The woman with the extremely rare condition that causes thick calluses to grow on the bottoms of her feet was on again last night. The ones that Dr. Sarah had removed grew back even worse than before so she tried a different approach this time. She cut off the calluses and then attached skin grafts hoping that normal tissue would grow where the calluses were. I hope it works. The poor woman basically has to crawl around her house on hands and knees because walking is just too painful for her to manage.

That was an awful affliction, wasn't it.  At the end, when she showed Dr. Sarah her healed feet, it looked to me as if the horny calluses were growing back, right through the mesh of transplanted skin.  As I watched that poor woman crawl around her home, I wondered if it wouldn't be better for her to have below the knee amputations and to be fitted with prosthetic lower legs and feet.

As I understood it, and I could easily have mis-heard, this is an auto-immune situation; in other words, it's not something that can just be cut off--it's part of her system to over-grow skin on her feet, leading to the calluses.  If that's the case, it seems to me (and I'm not a doctor--I just watch them on tv) that amputation might be the best and really only way to go to give this woman permanent relief.

--- Exercise brief ---
Repeat word for word the part of the discussion of the callus condition from "The woman with" up to and including "her to manage.".

--- Supplied records ---
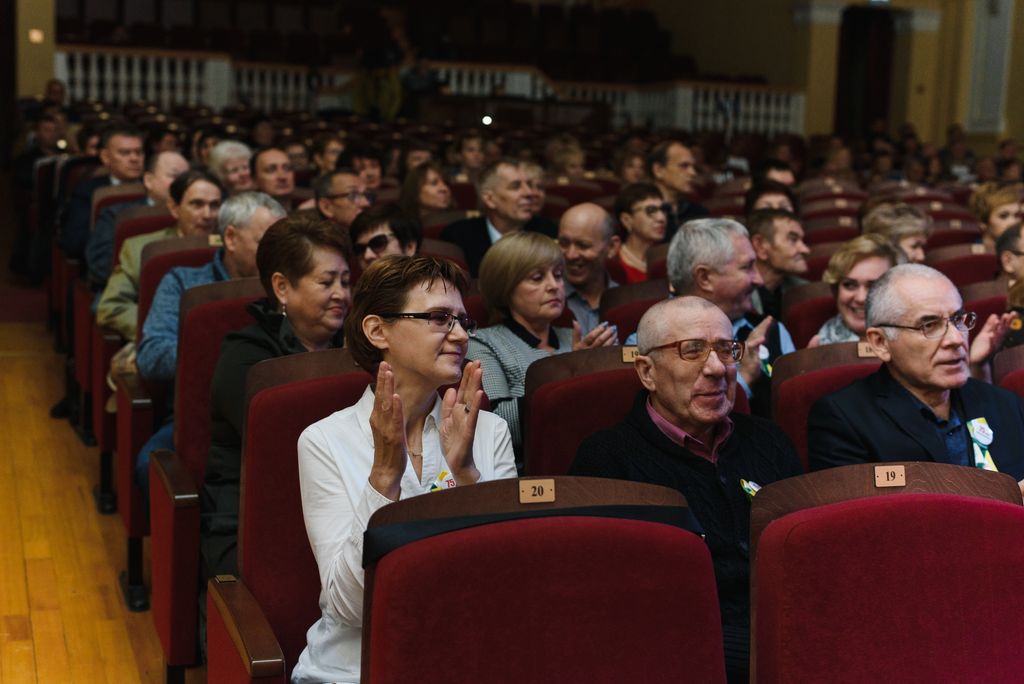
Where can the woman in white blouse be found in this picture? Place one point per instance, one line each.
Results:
(409, 327)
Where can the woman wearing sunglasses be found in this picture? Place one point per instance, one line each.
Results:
(409, 328)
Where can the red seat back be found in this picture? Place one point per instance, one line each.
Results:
(803, 319)
(646, 611)
(794, 397)
(274, 558)
(948, 562)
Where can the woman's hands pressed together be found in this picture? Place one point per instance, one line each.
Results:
(460, 409)
(387, 423)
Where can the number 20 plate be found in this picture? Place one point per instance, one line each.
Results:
(537, 492)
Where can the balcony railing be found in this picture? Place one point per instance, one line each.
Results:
(168, 78)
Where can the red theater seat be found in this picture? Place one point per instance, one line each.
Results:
(882, 589)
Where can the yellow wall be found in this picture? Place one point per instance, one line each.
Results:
(35, 61)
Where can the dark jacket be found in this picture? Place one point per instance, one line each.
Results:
(270, 337)
(876, 419)
(757, 451)
(471, 236)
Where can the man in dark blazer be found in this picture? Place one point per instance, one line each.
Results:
(506, 199)
(922, 404)
(121, 152)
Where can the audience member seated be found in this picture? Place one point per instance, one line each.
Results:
(469, 148)
(242, 221)
(673, 168)
(341, 196)
(769, 195)
(629, 167)
(852, 270)
(297, 155)
(383, 230)
(997, 206)
(195, 201)
(413, 154)
(303, 266)
(713, 258)
(326, 150)
(538, 197)
(680, 434)
(424, 191)
(781, 257)
(522, 287)
(922, 404)
(409, 328)
(505, 197)
(587, 238)
(906, 227)
(366, 161)
(229, 163)
(1010, 255)
(272, 173)
(161, 170)
(641, 213)
(121, 154)
(776, 170)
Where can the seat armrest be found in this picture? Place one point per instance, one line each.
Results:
(242, 645)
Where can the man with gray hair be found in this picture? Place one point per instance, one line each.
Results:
(587, 238)
(242, 221)
(681, 433)
(923, 403)
(713, 258)
(506, 199)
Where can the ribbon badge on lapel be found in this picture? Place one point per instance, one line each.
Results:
(981, 438)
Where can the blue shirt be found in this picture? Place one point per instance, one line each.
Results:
(157, 355)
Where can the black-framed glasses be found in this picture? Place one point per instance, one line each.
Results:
(441, 322)
(729, 351)
(351, 196)
(933, 329)
(650, 210)
(377, 243)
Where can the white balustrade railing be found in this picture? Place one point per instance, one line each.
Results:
(167, 78)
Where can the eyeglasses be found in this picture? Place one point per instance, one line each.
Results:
(729, 351)
(377, 243)
(351, 196)
(936, 328)
(651, 209)
(441, 322)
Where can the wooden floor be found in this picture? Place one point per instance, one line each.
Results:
(61, 617)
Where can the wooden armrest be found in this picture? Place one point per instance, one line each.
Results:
(175, 479)
(132, 389)
(247, 626)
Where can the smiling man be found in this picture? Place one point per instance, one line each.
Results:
(922, 404)
(681, 433)
(587, 238)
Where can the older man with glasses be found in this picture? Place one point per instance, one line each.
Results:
(681, 433)
(923, 403)
(341, 197)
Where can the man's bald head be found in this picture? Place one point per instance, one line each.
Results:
(589, 215)
(587, 238)
(657, 325)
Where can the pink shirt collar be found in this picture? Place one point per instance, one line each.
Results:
(688, 441)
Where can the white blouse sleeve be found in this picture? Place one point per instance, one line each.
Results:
(335, 522)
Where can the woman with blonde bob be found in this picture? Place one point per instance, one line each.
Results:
(408, 327)
(906, 228)
(997, 206)
(851, 271)
(522, 287)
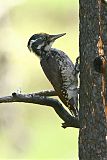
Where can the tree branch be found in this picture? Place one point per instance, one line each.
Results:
(39, 98)
(48, 93)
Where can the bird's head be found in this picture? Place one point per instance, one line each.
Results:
(42, 42)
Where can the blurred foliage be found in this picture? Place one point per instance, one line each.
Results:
(26, 130)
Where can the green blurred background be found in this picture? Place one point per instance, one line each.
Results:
(26, 130)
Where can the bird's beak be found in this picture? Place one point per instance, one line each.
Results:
(54, 37)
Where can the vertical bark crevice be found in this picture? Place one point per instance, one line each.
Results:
(92, 135)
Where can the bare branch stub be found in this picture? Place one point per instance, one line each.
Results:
(69, 121)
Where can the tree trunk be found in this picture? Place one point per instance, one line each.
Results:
(92, 135)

--- Task response ---
The woman with the extremely rare condition that causes thick calluses to grow on the bottoms of her feet was on again last night. The ones that Dr. Sarah had removed grew back even worse than before so she tried a different approach this time. She cut off the calluses and then attached skin grafts hoping that normal tissue would grow where the calluses were. I hope it works. The poor woman basically has to crawl around her house on hands and knees because walking is just too painful for her to manage.